### QUOTED PASSAGE
====================

I’ve never seen this put better, which is probably another way of saying that it tallies precisely with my own experience.
Prior to the release in 1988 of Who Framed Roger Rabbit, I no longer watched animated cartoons save on the rare occasions when I found myself in a hotel room on a Saturday morning with nothing to do. Seeing Roger Rabbit reminded me—forcibly, immediately—of how much I’d loved those old cartoons, and also got me thinking for the first time about why I loved them. Never before had it occurred to me that they might possibly be a serious form of cinematic art, stylistically continuous with the great live-action screen comedies of the classic period of American filmmaking. Until then I’d simply thought of them as charming commodities, even though my memories of One Froggy Evening or Bully for Bugs were at least as vivid and accessible as my memories of, say, His Girl Friday (more so, in fact, since they were a part of my youth in the way that live-action screwball comedy was not). What Roger Rabbit did was put a frame around those memories and make them available for critical reconsideration.

====================

### AVAILABLE DATA

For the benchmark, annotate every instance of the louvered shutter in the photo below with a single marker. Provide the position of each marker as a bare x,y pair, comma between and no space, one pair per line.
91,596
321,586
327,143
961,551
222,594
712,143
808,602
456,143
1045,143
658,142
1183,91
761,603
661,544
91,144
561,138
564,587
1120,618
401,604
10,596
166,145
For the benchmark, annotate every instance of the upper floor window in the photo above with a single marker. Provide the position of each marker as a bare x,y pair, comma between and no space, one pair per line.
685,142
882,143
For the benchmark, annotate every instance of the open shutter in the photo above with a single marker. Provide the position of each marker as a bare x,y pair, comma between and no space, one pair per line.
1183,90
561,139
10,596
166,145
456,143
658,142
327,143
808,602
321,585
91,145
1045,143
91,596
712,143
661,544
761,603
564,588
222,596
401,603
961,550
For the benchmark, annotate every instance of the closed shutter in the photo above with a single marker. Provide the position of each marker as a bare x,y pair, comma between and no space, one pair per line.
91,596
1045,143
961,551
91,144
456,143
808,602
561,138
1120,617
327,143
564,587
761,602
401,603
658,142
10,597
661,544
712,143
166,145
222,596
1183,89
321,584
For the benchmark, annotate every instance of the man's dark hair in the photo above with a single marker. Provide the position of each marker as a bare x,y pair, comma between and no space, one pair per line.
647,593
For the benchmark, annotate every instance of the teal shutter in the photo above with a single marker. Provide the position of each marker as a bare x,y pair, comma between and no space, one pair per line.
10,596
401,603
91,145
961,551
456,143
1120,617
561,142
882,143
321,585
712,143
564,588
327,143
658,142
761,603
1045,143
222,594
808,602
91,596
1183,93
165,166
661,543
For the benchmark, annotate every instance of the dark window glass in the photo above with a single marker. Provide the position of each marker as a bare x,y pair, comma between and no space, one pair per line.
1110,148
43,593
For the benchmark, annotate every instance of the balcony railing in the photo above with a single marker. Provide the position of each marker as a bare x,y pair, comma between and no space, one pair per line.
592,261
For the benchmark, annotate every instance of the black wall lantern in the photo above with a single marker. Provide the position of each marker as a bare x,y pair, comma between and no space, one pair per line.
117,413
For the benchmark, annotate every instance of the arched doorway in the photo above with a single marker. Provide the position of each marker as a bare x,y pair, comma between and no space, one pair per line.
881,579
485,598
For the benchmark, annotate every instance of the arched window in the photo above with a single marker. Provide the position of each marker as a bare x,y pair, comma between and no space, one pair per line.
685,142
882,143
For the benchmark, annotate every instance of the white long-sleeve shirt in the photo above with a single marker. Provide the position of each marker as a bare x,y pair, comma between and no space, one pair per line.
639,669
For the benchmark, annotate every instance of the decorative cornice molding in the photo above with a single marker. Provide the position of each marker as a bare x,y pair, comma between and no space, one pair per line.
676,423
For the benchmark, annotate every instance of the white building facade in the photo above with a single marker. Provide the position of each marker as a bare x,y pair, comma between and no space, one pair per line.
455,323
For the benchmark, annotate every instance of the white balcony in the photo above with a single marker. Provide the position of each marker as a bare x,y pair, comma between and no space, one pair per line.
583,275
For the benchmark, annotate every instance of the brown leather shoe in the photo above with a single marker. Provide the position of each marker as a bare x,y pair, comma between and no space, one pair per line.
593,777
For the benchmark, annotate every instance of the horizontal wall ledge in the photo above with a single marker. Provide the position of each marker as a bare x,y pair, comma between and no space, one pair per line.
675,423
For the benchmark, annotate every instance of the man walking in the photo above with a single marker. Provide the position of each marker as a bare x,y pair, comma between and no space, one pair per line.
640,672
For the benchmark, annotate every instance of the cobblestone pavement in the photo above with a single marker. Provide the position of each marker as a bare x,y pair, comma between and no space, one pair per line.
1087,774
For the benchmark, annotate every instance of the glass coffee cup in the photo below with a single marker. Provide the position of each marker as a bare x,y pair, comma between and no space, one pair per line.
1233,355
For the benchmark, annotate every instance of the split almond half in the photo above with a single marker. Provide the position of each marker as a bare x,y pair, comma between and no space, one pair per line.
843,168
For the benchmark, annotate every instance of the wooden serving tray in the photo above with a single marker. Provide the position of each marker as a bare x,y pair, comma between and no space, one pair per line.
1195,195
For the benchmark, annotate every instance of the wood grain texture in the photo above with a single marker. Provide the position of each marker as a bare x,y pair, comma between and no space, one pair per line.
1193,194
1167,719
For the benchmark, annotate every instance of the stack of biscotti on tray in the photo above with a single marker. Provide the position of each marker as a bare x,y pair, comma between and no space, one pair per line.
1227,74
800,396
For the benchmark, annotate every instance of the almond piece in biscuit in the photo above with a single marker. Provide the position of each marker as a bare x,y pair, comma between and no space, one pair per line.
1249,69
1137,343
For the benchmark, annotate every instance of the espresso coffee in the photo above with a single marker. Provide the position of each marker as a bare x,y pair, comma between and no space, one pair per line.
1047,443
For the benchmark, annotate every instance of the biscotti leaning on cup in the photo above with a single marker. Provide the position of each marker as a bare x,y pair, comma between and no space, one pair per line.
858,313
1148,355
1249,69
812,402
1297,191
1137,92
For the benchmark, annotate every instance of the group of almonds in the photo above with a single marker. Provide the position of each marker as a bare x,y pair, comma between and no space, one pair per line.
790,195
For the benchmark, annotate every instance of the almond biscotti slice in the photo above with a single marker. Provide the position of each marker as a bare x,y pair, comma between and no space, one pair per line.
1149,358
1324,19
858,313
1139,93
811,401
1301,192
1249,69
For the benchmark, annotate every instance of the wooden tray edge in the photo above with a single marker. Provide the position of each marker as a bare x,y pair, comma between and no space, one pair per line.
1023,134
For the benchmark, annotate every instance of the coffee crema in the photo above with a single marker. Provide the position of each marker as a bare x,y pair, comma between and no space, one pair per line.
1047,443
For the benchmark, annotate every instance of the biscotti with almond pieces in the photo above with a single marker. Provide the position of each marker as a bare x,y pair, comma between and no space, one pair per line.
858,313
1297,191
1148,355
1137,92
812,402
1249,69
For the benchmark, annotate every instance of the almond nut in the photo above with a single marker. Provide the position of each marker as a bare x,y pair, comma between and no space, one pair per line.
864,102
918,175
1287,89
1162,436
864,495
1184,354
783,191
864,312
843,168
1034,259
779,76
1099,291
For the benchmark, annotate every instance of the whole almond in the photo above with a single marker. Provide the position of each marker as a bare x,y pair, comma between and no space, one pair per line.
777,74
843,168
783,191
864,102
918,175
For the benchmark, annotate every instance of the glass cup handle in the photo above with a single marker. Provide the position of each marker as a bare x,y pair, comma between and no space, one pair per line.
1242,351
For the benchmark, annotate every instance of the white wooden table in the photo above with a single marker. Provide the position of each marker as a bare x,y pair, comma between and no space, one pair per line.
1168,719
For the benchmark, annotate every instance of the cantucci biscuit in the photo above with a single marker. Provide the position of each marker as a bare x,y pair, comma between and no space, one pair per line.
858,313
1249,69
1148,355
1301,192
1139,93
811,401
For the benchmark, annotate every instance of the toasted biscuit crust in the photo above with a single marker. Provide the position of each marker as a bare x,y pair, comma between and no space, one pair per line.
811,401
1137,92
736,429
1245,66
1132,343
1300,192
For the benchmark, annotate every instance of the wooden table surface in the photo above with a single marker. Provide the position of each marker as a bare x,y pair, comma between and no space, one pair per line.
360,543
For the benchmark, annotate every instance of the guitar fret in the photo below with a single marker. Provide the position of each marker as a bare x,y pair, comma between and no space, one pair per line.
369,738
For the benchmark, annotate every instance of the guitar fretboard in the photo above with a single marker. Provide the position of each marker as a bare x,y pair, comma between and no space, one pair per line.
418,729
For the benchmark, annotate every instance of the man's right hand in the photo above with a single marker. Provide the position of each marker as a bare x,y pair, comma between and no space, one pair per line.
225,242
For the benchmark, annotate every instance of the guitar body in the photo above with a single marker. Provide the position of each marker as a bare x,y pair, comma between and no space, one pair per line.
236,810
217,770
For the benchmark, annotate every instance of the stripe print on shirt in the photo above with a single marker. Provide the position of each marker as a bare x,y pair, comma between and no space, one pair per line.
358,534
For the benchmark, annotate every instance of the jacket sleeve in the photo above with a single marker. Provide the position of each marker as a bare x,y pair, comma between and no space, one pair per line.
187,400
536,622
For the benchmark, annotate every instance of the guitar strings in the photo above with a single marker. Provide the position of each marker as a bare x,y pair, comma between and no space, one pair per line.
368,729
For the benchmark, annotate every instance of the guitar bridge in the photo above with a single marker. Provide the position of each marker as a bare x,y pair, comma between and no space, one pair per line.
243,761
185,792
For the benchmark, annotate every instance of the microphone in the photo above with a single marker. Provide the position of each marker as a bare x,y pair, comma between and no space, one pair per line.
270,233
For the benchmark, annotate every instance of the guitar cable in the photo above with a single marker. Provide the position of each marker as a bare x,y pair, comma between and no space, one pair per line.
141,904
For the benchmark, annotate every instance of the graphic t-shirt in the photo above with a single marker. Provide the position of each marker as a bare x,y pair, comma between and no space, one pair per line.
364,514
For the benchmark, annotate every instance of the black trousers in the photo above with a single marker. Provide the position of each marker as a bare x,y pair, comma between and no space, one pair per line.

====================

### GIVEN REQUEST A
Reproduce the passage about Who Framed Roger Rabbit and old cartoons word for word, from start to finish.
### GIVEN REQUEST B
List every line in the records that contains the string "wall", matching case.

### FINAL ANSWER A
I’ve never seen this put better, which is probably another way of saying that it tallies precisely with my own experience.
Prior to the release in 1988 of Who Framed Roger Rabbit, I no longer watched animated cartoons save on the rare occasions when I found myself in a hotel room on a Saturday morning with nothing to do. Seeing Roger Rabbit reminded me—forcibly, immediately—of how much I’d loved those old cartoons, and also got me thinking for the first time about why I loved them. Never before had it occurred to me that they might possibly be a serious form of cinematic art, stylistically continuous with the great live-action screen comedies of the classic period of American filmmaking. Until then I’d simply thought of them as charming commodities, even though my memories of One Froggy Evening or Bully for Bugs were at least as vivid and accessible as my memories of, say, His Girl Friday (more so, in fact, since they were a part of my youth in the way that live-action screwball comedy was not). What Roger Rabbit did was put a frame around those memories and make them available for critical reconsideration.

### FINAL ANSWER B
For the benchmark, annotate every instance of the black wall lantern in the photo above with a single marker. Provide the position of each marker as a bare x,y pair, comma between and no space, one pair per line.
For the benchmark, annotate every instance of the horizontal wall ledge in the photo above with a single marker. Provide the position of each marker as a bare x,y pair, comma between and no space, one pair per line.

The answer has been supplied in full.